● **Task instructions**
Return, unchanged, the lines of the listing below, starting at the line that contains "Rapid-fire round! Name the bounding box of the white puppy's ear" and running through the end of the listing, with both ends included.

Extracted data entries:
%%
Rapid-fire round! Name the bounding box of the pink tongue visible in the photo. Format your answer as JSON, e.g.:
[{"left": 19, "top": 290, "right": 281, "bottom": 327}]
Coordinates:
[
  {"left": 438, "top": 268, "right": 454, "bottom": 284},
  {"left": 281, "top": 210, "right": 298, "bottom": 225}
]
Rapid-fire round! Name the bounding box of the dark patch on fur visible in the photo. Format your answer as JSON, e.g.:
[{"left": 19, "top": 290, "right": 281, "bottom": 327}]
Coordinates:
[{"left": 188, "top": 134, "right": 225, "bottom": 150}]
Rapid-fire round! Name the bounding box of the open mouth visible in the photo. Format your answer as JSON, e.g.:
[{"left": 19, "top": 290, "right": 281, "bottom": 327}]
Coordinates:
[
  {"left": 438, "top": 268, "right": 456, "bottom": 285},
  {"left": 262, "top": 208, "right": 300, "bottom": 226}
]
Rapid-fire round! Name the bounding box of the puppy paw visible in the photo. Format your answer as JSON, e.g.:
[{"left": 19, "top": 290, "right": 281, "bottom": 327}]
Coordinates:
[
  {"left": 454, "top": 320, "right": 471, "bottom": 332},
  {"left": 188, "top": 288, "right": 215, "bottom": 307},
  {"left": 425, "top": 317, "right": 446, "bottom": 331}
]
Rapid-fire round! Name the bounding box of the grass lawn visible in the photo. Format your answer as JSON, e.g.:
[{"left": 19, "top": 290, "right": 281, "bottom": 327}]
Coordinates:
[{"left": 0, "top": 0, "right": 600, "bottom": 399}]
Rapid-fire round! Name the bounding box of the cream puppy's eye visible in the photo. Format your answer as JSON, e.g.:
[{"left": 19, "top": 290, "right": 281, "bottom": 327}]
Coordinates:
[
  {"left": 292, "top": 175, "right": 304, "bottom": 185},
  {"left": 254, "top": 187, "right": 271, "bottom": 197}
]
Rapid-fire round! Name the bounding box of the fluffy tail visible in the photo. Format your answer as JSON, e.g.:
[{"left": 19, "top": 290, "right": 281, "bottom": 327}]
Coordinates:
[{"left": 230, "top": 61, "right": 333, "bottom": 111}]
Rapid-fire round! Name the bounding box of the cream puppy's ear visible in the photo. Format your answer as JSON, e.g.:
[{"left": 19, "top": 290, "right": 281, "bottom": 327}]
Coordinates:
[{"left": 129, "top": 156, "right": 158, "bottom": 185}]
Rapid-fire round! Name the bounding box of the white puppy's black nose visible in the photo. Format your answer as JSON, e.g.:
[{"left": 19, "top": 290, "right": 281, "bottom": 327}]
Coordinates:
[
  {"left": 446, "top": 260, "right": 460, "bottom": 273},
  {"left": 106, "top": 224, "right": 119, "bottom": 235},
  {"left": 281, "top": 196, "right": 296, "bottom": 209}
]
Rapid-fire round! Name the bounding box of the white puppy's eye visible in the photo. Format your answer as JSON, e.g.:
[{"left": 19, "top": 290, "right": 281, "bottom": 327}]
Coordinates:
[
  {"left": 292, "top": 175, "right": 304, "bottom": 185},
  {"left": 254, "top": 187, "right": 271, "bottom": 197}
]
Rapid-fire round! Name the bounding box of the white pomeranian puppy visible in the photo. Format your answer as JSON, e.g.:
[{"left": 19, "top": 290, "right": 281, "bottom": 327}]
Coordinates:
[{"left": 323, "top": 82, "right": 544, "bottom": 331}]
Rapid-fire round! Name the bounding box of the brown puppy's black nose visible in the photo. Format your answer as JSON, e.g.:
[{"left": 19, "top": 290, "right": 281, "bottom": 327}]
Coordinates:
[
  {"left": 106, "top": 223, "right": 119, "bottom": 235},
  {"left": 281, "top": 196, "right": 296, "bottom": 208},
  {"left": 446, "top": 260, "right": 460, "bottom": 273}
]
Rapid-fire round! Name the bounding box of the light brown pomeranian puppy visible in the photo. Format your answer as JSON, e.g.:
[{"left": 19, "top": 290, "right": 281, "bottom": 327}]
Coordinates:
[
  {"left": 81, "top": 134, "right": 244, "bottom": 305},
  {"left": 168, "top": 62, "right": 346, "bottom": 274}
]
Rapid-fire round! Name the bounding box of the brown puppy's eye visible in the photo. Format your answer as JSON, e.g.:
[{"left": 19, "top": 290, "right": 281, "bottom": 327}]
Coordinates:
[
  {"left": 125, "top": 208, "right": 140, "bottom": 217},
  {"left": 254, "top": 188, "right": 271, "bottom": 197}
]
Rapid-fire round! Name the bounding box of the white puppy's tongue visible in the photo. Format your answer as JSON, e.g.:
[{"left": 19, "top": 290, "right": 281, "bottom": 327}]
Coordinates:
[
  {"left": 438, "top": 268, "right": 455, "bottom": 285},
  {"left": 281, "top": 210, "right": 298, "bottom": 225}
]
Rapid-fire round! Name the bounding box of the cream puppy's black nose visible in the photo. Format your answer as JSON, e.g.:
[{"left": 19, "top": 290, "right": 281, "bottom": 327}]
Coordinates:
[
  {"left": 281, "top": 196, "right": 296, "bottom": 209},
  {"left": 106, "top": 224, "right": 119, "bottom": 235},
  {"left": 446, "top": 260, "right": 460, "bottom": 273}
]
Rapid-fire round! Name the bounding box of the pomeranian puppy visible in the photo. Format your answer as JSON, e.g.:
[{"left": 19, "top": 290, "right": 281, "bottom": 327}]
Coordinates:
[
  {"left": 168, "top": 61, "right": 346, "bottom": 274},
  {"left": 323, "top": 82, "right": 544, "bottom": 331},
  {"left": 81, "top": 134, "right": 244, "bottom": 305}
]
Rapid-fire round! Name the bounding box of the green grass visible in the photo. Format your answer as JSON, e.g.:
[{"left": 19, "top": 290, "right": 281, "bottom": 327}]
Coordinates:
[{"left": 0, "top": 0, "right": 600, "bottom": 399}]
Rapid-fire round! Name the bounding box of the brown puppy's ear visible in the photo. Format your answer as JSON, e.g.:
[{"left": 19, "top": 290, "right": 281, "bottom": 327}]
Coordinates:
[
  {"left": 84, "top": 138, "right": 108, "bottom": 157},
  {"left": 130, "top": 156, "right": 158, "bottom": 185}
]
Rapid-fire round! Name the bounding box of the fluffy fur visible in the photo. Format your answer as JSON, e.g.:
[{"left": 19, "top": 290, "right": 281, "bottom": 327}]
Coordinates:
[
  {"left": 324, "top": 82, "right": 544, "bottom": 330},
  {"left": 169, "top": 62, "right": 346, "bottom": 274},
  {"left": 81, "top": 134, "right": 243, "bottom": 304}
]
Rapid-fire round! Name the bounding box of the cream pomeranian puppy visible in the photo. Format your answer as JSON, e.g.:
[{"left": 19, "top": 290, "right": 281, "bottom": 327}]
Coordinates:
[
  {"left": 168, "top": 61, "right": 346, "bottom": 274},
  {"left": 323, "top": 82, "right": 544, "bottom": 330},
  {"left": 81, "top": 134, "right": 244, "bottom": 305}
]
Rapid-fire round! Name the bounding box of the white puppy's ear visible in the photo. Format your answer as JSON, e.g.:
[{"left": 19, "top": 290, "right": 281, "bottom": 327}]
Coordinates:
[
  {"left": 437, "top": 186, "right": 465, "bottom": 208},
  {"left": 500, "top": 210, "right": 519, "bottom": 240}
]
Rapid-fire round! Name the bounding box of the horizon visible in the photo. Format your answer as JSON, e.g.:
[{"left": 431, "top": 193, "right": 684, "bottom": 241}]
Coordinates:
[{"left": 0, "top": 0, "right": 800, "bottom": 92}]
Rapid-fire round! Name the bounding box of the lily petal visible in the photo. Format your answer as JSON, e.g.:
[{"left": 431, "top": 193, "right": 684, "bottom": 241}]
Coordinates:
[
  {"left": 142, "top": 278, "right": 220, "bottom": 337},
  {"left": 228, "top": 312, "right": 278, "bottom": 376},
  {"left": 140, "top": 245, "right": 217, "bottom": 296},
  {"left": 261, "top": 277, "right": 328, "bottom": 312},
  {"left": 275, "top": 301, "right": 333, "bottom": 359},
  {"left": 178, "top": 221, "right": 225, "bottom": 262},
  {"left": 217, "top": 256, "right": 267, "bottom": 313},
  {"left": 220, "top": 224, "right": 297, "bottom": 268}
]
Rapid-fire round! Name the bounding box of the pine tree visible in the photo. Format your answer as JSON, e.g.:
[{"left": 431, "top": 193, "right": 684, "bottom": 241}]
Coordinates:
%%
● **The answer**
Rapid-fire round! Name the bounding box of the white puppy's ear visible in the photo. Format your answer as JSON, e.g.:
[{"left": 19, "top": 290, "right": 281, "bottom": 327}]
Coordinates:
[
  {"left": 437, "top": 186, "right": 465, "bottom": 208},
  {"left": 500, "top": 210, "right": 519, "bottom": 240}
]
Rapid-fire round! Name the bounding box of the horizon visible in the photo. Format your answer as JSON, e.g.:
[{"left": 431, "top": 193, "right": 684, "bottom": 241}]
Coordinates:
[{"left": 0, "top": 0, "right": 800, "bottom": 92}]
Rapid-fire round! Name the bounding box of the lily petal visible in the photo. Format your answer as JSON, e.g.:
[{"left": 431, "top": 193, "right": 684, "bottom": 241}]
Coordinates:
[
  {"left": 142, "top": 278, "right": 220, "bottom": 337},
  {"left": 228, "top": 312, "right": 278, "bottom": 376},
  {"left": 140, "top": 245, "right": 217, "bottom": 296},
  {"left": 261, "top": 277, "right": 328, "bottom": 312},
  {"left": 275, "top": 301, "right": 333, "bottom": 359},
  {"left": 178, "top": 221, "right": 225, "bottom": 262},
  {"left": 217, "top": 256, "right": 267, "bottom": 313},
  {"left": 220, "top": 224, "right": 297, "bottom": 268}
]
Rapid-fire round! Name the bounding box of the pine tree visible in the photo. Format your answer as JSON, e.g.:
[{"left": 431, "top": 193, "right": 684, "bottom": 241}]
Coordinates:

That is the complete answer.